***** EXERCISE INPUT *****

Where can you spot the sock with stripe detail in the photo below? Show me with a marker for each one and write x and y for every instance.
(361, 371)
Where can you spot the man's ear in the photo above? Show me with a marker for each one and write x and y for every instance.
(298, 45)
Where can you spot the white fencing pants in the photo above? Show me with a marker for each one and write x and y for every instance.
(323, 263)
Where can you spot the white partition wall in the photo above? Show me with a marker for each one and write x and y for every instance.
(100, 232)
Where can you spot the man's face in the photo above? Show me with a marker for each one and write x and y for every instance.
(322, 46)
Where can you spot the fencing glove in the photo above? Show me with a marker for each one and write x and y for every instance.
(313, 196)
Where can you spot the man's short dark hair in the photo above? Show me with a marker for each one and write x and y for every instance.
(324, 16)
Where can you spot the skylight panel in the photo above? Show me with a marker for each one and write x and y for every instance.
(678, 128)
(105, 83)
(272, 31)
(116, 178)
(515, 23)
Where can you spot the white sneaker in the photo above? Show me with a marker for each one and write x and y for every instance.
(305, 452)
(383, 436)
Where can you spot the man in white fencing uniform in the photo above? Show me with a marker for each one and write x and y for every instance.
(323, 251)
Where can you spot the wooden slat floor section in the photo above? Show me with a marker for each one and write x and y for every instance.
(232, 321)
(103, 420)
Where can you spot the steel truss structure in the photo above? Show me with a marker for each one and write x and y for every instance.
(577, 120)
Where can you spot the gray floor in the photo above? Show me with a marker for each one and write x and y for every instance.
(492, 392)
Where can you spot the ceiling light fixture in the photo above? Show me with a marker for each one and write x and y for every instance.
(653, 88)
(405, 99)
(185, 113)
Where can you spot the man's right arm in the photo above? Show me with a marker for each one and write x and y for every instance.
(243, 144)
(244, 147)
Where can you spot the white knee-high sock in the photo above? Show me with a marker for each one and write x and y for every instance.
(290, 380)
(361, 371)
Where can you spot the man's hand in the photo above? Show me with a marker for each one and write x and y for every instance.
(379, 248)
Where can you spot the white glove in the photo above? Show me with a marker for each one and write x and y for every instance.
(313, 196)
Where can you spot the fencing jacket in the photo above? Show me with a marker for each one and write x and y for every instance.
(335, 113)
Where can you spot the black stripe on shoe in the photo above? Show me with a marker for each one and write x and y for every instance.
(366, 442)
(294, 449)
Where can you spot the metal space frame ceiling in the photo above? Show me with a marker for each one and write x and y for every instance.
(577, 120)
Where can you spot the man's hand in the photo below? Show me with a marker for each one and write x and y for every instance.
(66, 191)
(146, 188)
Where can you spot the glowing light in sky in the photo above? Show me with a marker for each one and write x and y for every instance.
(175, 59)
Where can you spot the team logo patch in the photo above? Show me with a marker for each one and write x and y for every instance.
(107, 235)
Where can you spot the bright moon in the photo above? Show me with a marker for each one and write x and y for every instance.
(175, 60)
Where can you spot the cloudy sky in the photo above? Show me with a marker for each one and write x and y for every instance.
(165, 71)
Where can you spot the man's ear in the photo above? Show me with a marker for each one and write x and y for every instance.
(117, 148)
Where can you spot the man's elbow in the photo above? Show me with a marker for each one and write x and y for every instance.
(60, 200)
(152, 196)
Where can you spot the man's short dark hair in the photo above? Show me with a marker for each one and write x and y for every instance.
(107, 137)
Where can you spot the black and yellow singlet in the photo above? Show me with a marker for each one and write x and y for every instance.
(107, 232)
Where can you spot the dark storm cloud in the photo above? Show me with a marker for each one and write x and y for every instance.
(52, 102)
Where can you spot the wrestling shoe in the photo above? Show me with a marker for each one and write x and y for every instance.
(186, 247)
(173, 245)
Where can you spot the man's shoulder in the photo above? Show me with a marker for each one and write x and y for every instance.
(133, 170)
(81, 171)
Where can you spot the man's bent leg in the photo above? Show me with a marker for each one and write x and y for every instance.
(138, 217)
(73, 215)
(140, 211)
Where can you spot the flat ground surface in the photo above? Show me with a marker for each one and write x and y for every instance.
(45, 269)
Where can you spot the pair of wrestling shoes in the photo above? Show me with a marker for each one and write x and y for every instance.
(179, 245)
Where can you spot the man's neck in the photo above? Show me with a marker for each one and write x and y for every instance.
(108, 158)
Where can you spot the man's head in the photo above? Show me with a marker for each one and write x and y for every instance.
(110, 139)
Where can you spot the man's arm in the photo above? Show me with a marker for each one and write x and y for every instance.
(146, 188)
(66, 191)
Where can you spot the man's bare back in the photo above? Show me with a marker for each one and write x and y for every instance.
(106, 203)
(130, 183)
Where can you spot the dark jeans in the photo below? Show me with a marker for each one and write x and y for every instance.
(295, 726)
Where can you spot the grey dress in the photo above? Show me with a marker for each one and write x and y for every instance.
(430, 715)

*****

• _PROBLEM_
Convert every entry above into a JSON list of strings, with one string per line and blank lines left out.

• _RESPONSE TO THE TASK_
[
  "Where can you spot the sock with stripe detail in the photo below? Show me with a marker for each one and write x and y for every instance.",
  "(361, 371)",
  "Where can you spot the man's ear in the photo above? Show me with a marker for each one and write x and y for every instance.",
  "(298, 45)",
  "Where can you spot the white fencing pants in the photo above? Show me with a marker for each one and write x and y for every instance.",
  "(323, 263)",
  "Where can you spot the white partition wall in the photo above? Show me with a marker for each one and write x and y for every instance.",
  "(100, 232)",
  "Where can you spot the man's face in the photo above? Show me with a marker for each one and write x and y for every instance.",
  "(322, 46)",
  "Where can you spot the fencing glove in the photo above? Show me with a marker for each one and write x and y for every instance.",
  "(313, 196)",
  "Where can you spot the man's short dark hair in the photo above? Show me with a marker for each one and write x and y for every instance.",
  "(324, 16)",
  "Where can you spot the skylight panel in the photo above? Show me with a marker for each one and write x and y for every instance.",
  "(678, 128)",
  "(105, 83)",
  "(272, 31)",
  "(116, 178)",
  "(515, 23)",
  "Where can you spot the white sneaker in the photo above? Show me with a marker for each one and write x and y for every instance.",
  "(305, 452)",
  "(383, 436)",
  "Where can you spot the man in white fencing uniform in the photo above? Show me with a marker for each one and write x and y for every instance.",
  "(323, 251)",
  "Where can you spot the wooden slat floor section in the photo above? Show me with a marker for each one and write x and y for every instance.",
  "(232, 321)",
  "(103, 420)",
  "Where can you spot the steel truss structure in the photo above? Show me with a marker for each one and write x and y for every instance.",
  "(577, 120)",
  "Where can you spot the gray floor in the photo above? Show me with a marker for each one and write x and y for every instance.",
  "(492, 392)",
  "Where can you spot the ceiling light fixture in the photo above? Show me with a marker for each one and write x and y for every instance.",
  "(653, 88)",
  "(405, 99)",
  "(185, 113)",
  "Where can you spot the man's right arm in the photo above? Show me with a marker for each one and write x and y for every instance.",
  "(243, 144)",
  "(244, 147)",
  "Where can you spot the white knee-high sock in the photo above? Show me with a marker for each one and write x and y for every instance.",
  "(290, 380)",
  "(361, 371)",
  "Where can you spot the man's hand in the photo above? Show me with a marker for each one and write x and y for every instance.",
  "(379, 248)",
  "Where can you spot the white glove in the photo above? Show me with a marker for each one and write x and y for every instance.",
  "(313, 196)",
  "Where can you spot the fencing jacket in the photo above? Show me with a marker for each one and write x and y for every instance.",
  "(335, 113)",
  "Where can you spot the black stripe on shoe in the photo above? Show me with a marker for each one and write x and y for every instance.",
  "(366, 442)",
  "(294, 449)",
  "Where can you spot the metal space frame ceiling in the photo above? Show me with a marker for each one and write x and y for every instance.",
  "(577, 120)",
  "Where can you spot the man's hand in the photo below? Show me with a marker for each one and write x and y for every instance.",
  "(66, 191)",
  "(146, 188)",
  "Where can you spot the glowing light in sky in the photo above? Show me with a marker for each one and write x and y for every instance.",
  "(175, 59)",
  "Where can you spot the team logo patch in the photo above? Show me with a marker for each one and write x and y for every instance.",
  "(107, 235)",
  "Where can you spot the bright moon in the photo above? Show me with a marker for each one and write x and y for every instance.",
  "(175, 60)",
  "Where can you spot the cloudy sky in the photo above? Show me with a marker for each one and write x and y for every instance.",
  "(165, 71)",
  "Where can you spot the man's ear in the photo above? Show me with a marker for each one and write x and y for every instance.",
  "(117, 148)",
  "Where can you spot the man's elbow in the photo above? Show me with a marker for each one and write x and y for every instance.",
  "(60, 200)",
  "(152, 196)",
  "Where can you spot the man's short dark hair in the photo above? Show me with a marker for each one and write x and y for every instance.",
  "(107, 137)",
  "Where can you spot the black and yellow singlet in the photo above? Show me with a marker for each one and write x and y for every instance.",
  "(107, 232)",
  "Where can you spot the dark storm cloud in the photo above? Show me with a marker for each one and write x and y for every instance.",
  "(52, 102)",
  "Where can you spot the wrestling shoe in the photo above? Show me with a marker for each one and write x and y for every instance.",
  "(186, 247)",
  "(173, 245)",
  "Where can you spot the man's shoulder in the photo above? Show me with a marker for each one and write x and y for every instance.",
  "(133, 170)",
  "(81, 171)",
  "Where can you spot the man's bent leg in the photo above? Show me with a marker for each one and write x and y for every instance.",
  "(138, 217)",
  "(73, 215)",
  "(140, 211)",
  "Where can you spot the flat ground surface in the photo above? Show me with a marker for each one and write x and y for every instance.",
  "(45, 269)",
  "Where can you spot the pair of wrestling shoes in the photo above? Show me with a marker for each one and write x and y for every instance.",
  "(179, 245)",
  "Where can you spot the man's neck in the photo above? Show me with a marker for each one and write x and y for every instance.",
  "(108, 158)",
  "Where can you spot the man's head in the photo above? Show me with a marker for each one and write x and y for every instance.",
  "(110, 139)",
  "Where can you spot the man's arm in the photo above? Show me with a marker for each one and write x and y for every instance.",
  "(146, 188)",
  "(66, 191)",
  "Where can you spot the man's bare back in the photo above? Show me with a marker for each one and write x and y for every instance.",
  "(106, 203)",
  "(130, 183)",
  "Where can you spot the dark jeans in the photo below? Show me with a marker for each one and write x and y for every instance.",
  "(295, 726)",
  "Where can you spot the grey dress in the photo above? Show me with a marker for each one and write x and y for every instance.",
  "(430, 715)"
]